Please write out the listing below word for word, every line.

____

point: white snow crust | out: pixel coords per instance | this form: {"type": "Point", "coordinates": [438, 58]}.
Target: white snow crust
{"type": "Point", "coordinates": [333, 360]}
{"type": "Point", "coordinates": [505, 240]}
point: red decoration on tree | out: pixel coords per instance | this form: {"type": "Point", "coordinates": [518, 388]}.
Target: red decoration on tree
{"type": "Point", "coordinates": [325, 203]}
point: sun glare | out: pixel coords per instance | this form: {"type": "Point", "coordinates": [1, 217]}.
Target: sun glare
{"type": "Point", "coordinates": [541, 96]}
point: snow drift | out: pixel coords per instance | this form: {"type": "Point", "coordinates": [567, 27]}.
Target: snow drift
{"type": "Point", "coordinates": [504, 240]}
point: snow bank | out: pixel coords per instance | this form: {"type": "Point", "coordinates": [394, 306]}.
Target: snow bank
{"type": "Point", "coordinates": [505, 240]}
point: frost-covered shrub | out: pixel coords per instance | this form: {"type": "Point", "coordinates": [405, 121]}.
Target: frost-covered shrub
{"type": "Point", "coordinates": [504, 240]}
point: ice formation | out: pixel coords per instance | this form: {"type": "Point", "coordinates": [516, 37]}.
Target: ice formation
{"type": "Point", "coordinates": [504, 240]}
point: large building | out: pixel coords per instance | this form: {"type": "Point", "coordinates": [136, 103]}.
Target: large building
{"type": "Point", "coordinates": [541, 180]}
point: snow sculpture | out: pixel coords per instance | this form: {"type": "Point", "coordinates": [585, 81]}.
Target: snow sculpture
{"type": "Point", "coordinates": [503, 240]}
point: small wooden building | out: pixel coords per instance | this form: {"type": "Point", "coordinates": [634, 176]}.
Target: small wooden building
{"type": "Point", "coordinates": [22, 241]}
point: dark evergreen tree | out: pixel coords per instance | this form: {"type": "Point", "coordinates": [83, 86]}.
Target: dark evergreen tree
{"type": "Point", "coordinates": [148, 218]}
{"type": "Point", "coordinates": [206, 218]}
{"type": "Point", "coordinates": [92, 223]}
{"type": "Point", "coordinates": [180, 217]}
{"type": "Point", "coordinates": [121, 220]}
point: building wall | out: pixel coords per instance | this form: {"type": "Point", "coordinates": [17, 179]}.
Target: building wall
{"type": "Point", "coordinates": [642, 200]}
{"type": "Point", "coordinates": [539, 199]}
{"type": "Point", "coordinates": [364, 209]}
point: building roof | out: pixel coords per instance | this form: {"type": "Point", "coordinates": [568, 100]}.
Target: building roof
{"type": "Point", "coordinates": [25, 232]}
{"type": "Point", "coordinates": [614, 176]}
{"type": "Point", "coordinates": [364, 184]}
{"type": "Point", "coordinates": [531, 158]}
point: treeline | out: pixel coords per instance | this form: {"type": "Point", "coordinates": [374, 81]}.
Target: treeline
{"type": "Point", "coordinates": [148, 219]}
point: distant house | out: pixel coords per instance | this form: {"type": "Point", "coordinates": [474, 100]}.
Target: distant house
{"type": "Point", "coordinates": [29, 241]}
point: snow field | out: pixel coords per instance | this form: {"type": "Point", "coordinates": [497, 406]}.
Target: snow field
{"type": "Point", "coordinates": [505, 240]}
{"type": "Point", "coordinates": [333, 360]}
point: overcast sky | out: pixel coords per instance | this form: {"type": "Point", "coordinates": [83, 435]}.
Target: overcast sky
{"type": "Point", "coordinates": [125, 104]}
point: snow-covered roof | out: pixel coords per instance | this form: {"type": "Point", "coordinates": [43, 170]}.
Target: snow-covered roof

____

● TASK OUTPUT:
point: white snow crust | out: pixel coords per instance | this form: {"type": "Point", "coordinates": [438, 58]}.
Target: white snow crust
{"type": "Point", "coordinates": [333, 360]}
{"type": "Point", "coordinates": [505, 240]}
point: red decoration on tree | out: pixel coords per instance | this form: {"type": "Point", "coordinates": [518, 388]}.
Target: red decoration on tree
{"type": "Point", "coordinates": [325, 203]}
point: sun glare | out: pixel coords per instance | this form: {"type": "Point", "coordinates": [1, 217]}.
Target: sun glare
{"type": "Point", "coordinates": [541, 96]}
point: snow drift | out: pixel coords per instance | this form: {"type": "Point", "coordinates": [567, 27]}.
Target: snow drift
{"type": "Point", "coordinates": [504, 240]}
point: snow bank | out: pixel coords per instance | this form: {"type": "Point", "coordinates": [394, 306]}.
Target: snow bank
{"type": "Point", "coordinates": [505, 240]}
point: frost-covered shrub | out: pixel coords per instance | this form: {"type": "Point", "coordinates": [405, 121]}.
Target: frost-covered shrub
{"type": "Point", "coordinates": [504, 240]}
point: ice formation | out: pixel coords per instance | this form: {"type": "Point", "coordinates": [516, 37]}.
Target: ice formation
{"type": "Point", "coordinates": [504, 240]}
point: large building | out: pixel coords per instance | this form: {"type": "Point", "coordinates": [136, 103]}.
Target: large building
{"type": "Point", "coordinates": [541, 180]}
point: snow sculpture | out: pixel coords per instance | this form: {"type": "Point", "coordinates": [585, 81]}.
Target: snow sculpture
{"type": "Point", "coordinates": [503, 240]}
point: small wooden building | out: pixel coords per instance | this form: {"type": "Point", "coordinates": [634, 176]}.
Target: small wooden building
{"type": "Point", "coordinates": [22, 241]}
point: dark evergreen tree | out: pixel coords per instance | this form: {"type": "Point", "coordinates": [83, 86]}.
Target: dark evergreen tree
{"type": "Point", "coordinates": [148, 218]}
{"type": "Point", "coordinates": [206, 218]}
{"type": "Point", "coordinates": [92, 223]}
{"type": "Point", "coordinates": [180, 217]}
{"type": "Point", "coordinates": [121, 220]}
point: building wall | out: pixel coords per instance | this form: {"type": "Point", "coordinates": [17, 179]}.
Target: building wall
{"type": "Point", "coordinates": [642, 200]}
{"type": "Point", "coordinates": [539, 199]}
{"type": "Point", "coordinates": [364, 209]}
point: building roof | out: pixel coords per instance | this form: {"type": "Point", "coordinates": [568, 100]}.
Target: building roof
{"type": "Point", "coordinates": [25, 232]}
{"type": "Point", "coordinates": [614, 176]}
{"type": "Point", "coordinates": [364, 184]}
{"type": "Point", "coordinates": [531, 158]}
point: treeline | out: pixel coords per instance | this form: {"type": "Point", "coordinates": [374, 81]}.
Target: treeline
{"type": "Point", "coordinates": [148, 219]}
point: distant house | out: pixel coords per instance | this form: {"type": "Point", "coordinates": [474, 100]}.
Target: distant house
{"type": "Point", "coordinates": [29, 241]}
point: snow field | out: pixel coords per instance | this form: {"type": "Point", "coordinates": [497, 406]}.
Target: snow field
{"type": "Point", "coordinates": [505, 240]}
{"type": "Point", "coordinates": [333, 360]}
point: overcast sky | out: pixel coords per instance | this form: {"type": "Point", "coordinates": [83, 435]}.
Target: overcast sky
{"type": "Point", "coordinates": [125, 104]}
point: snow-covered roof | out: pixel coords per instance | this form: {"type": "Point", "coordinates": [43, 170]}.
Target: snow-covered roof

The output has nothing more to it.